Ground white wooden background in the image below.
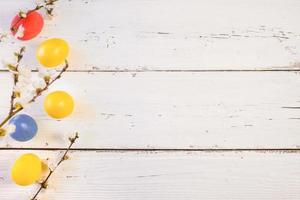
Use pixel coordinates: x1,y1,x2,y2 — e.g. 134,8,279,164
0,0,300,200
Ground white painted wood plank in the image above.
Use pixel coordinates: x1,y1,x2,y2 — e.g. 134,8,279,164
0,151,300,200
0,0,300,70
0,72,300,148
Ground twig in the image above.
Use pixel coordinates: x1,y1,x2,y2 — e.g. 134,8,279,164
30,132,79,200
0,60,69,136
28,60,69,103
8,47,25,115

REQUIREMENT:
Reproduce the listing above, substituting "small branch" for "twig" and leaving all other text unchanged. Omit the pictures from your version.

FINISHED TASK:
Ground white wooden background in the image below.
Use pixel coordinates: x1,y1,x2,y2 — e.g. 134,8,279,164
0,0,300,200
Ground white painted wood plank in the image above.
Use pixel coordinates: x1,y1,x2,y2 — e.g. 134,8,279,164
0,151,300,200
0,0,300,70
0,72,300,148
Ground small branch in the image above.
Use pixel coordinates: x1,y1,x2,y2 — e.g. 134,8,279,164
30,132,79,200
0,60,69,136
28,60,69,103
8,47,25,115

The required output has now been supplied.